**WHAT THE TASK REQUIRES**: Skip the pictures and repeat each line of the data exactly.

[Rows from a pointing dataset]
··········
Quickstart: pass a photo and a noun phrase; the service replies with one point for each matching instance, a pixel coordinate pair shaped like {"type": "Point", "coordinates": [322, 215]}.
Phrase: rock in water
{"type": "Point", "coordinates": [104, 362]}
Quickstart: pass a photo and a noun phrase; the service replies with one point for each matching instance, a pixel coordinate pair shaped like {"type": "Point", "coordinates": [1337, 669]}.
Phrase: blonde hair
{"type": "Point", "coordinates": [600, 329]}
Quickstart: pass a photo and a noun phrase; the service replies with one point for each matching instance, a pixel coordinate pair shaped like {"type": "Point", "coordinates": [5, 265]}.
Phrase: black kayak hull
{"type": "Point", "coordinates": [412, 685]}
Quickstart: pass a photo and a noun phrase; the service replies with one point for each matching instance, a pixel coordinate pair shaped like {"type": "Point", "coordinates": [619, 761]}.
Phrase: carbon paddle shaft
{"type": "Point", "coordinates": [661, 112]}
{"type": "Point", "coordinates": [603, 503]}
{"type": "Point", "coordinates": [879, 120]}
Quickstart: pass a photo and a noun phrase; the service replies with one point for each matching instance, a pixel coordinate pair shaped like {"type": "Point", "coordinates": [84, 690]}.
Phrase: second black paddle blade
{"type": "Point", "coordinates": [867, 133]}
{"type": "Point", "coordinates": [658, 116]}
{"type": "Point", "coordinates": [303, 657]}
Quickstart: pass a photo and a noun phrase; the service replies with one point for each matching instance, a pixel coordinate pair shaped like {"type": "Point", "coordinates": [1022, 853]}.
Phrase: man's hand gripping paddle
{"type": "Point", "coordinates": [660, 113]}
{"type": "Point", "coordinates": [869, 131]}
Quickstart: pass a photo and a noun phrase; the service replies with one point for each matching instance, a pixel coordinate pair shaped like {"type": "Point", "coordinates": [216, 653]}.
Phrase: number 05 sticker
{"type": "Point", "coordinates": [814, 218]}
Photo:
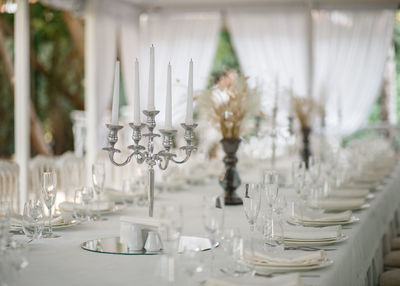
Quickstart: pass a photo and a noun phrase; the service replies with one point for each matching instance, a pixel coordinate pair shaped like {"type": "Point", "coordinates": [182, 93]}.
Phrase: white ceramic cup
{"type": "Point", "coordinates": [153, 242]}
{"type": "Point", "coordinates": [132, 236]}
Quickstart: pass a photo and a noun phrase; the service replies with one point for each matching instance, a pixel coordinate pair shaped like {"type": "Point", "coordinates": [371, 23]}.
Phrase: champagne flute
{"type": "Point", "coordinates": [171, 218]}
{"type": "Point", "coordinates": [49, 193]}
{"type": "Point", "coordinates": [4, 225]}
{"type": "Point", "coordinates": [98, 178]}
{"type": "Point", "coordinates": [33, 219]}
{"type": "Point", "coordinates": [251, 203]}
{"type": "Point", "coordinates": [213, 220]}
{"type": "Point", "coordinates": [82, 198]}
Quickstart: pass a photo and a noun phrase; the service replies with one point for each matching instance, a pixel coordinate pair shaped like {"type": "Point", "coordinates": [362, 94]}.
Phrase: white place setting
{"type": "Point", "coordinates": [198, 143]}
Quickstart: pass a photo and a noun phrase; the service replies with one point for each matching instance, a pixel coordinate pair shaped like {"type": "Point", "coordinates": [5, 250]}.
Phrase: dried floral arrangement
{"type": "Point", "coordinates": [305, 108]}
{"type": "Point", "coordinates": [228, 104]}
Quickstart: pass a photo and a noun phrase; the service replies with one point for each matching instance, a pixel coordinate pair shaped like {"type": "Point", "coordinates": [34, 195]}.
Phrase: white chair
{"type": "Point", "coordinates": [9, 191]}
{"type": "Point", "coordinates": [37, 166]}
{"type": "Point", "coordinates": [72, 174]}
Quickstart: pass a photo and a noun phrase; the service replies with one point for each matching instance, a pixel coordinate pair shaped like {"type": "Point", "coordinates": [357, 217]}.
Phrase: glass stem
{"type": "Point", "coordinates": [50, 219]}
{"type": "Point", "coordinates": [252, 227]}
{"type": "Point", "coordinates": [212, 254]}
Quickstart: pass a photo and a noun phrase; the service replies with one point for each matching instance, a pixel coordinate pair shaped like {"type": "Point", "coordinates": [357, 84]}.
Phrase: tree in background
{"type": "Point", "coordinates": [56, 79]}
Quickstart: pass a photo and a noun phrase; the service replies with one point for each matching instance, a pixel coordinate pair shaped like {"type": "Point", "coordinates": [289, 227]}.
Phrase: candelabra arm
{"type": "Point", "coordinates": [151, 190]}
{"type": "Point", "coordinates": [111, 155]}
{"type": "Point", "coordinates": [166, 163]}
{"type": "Point", "coordinates": [188, 153]}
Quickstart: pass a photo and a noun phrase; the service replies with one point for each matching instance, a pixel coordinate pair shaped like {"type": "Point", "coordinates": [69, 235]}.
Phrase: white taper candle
··········
**WRITTEN SOLUTION**:
Quickstart: pass a photo and a noun phrase; the service replies with one point for each matching instance, a pixel coordinate pair shaped like {"type": "Point", "coordinates": [322, 215]}.
Phrase: rock in water
{"type": "Point", "coordinates": [104, 362]}
Quickstart: pass a photo and a noun phrase; the service replies with one point for each matching instance, a pixel coordinate pair shaped like {"type": "Point", "coordinates": [1337, 669]}.
Phrase: blonde hair
{"type": "Point", "coordinates": [600, 329]}
Quickstart: pass a photo and a noun phrase; the service replies with one point for each matching instance, a pixel coordinate pair shaped like {"type": "Point", "coordinates": [5, 265]}.
Phrase: black kayak hull
{"type": "Point", "coordinates": [412, 685]}
Quickstart: pass a photo and a noun phrase; the service replies with one point for each matching instance, a pixel coordinate pair shaped like {"type": "Point", "coordinates": [619, 761]}.
Phrase: carbon paddle shaft
{"type": "Point", "coordinates": [661, 112]}
{"type": "Point", "coordinates": [603, 503]}
{"type": "Point", "coordinates": [879, 120]}
Quickstart: pass a photo and a noun phrase; the service replies with one point for each matching instance, a pixel coordinate pair shaped like {"type": "Point", "coordinates": [84, 690]}.
Phrase: second black paddle blade
{"type": "Point", "coordinates": [867, 133]}
{"type": "Point", "coordinates": [658, 116]}
{"type": "Point", "coordinates": [303, 657]}
Quickstart: pass a photo and a noun phrase; the service replies with one point for each matching instance, a pixel coordinate pair shaped like {"type": "Point", "coordinates": [1022, 853]}.
Phrase: man's hand gripping paddle
{"type": "Point", "coordinates": [660, 113]}
{"type": "Point", "coordinates": [869, 131]}
Quickstart: pass a photo and a noun phrase; the service replies with one point for each matching instance, a pixel coordinate pair shaped like {"type": "Point", "coordinates": [216, 653]}.
Phrase: number 05 sticker
{"type": "Point", "coordinates": [814, 218]}
Photo:
Quickstart: pass a photo and a noun phrase; the service replies with one point for each matching instance, a pixel coordinate pair shaped like {"type": "Point", "coordinates": [182, 93]}.
Phrase: white ceramic cup
{"type": "Point", "coordinates": [153, 242]}
{"type": "Point", "coordinates": [132, 236]}
Quickstart: pass a photo and a noun phrase; the service replies with one point for each matching instance, a pixel coordinate pair shaped like {"type": "Point", "coordinates": [371, 23]}.
Phrase: champagne flute
{"type": "Point", "coordinates": [171, 218]}
{"type": "Point", "coordinates": [49, 193]}
{"type": "Point", "coordinates": [4, 225]}
{"type": "Point", "coordinates": [98, 178]}
{"type": "Point", "coordinates": [33, 219]}
{"type": "Point", "coordinates": [251, 203]}
{"type": "Point", "coordinates": [213, 220]}
{"type": "Point", "coordinates": [82, 198]}
Quickstart: pass a photo and a noun phrase; the service replies with one point for each matching instance, a pixel coordinate pair shaped like {"type": "Point", "coordinates": [362, 94]}.
Phrase: white place setting
{"type": "Point", "coordinates": [198, 143]}
Quickstart: pass a photo and a noun phrase; the service replies with one point for each matching instance, a pixel coordinate pair shaped like {"type": "Point", "coordinates": [5, 250]}.
Phrase: dried floral arrangement
{"type": "Point", "coordinates": [305, 108]}
{"type": "Point", "coordinates": [228, 104]}
Quickstart: pass a photo and a noun phrase; the service replies with one point for each matching instance, a pixel coordinate pair shaped like {"type": "Point", "coordinates": [34, 195]}.
Phrase: white chair
{"type": "Point", "coordinates": [9, 191]}
{"type": "Point", "coordinates": [37, 166]}
{"type": "Point", "coordinates": [72, 174]}
Quickstart: pass a photo and a noun phrase; the service replies with one point for each matching instance, a pixel coordinate pair shaped like {"type": "Point", "coordinates": [357, 217]}.
Phrase: glass stem
{"type": "Point", "coordinates": [50, 219]}
{"type": "Point", "coordinates": [252, 227]}
{"type": "Point", "coordinates": [212, 254]}
Quickstart: pass a photo and a noun phrase; the service replies with one point for each matching instance, a pixel coordinate pair shaped like {"type": "Point", "coordinates": [357, 84]}.
Phrase: tree in background
{"type": "Point", "coordinates": [56, 79]}
Quickstart: pass a photo and a noun phrase; the service replies with one point for each matching instance, a pixel coordinate pair shaped like {"type": "Point", "coordinates": [289, 227]}.
Phrase: candelabra arm
{"type": "Point", "coordinates": [151, 190]}
{"type": "Point", "coordinates": [111, 155]}
{"type": "Point", "coordinates": [166, 163]}
{"type": "Point", "coordinates": [188, 153]}
Quickstart: pass a photo and a noun phrase; the service replies with one point for each matching instance, a pixel coordinate pair shaped like {"type": "Point", "coordinates": [69, 235]}.
Phrase: white taper candle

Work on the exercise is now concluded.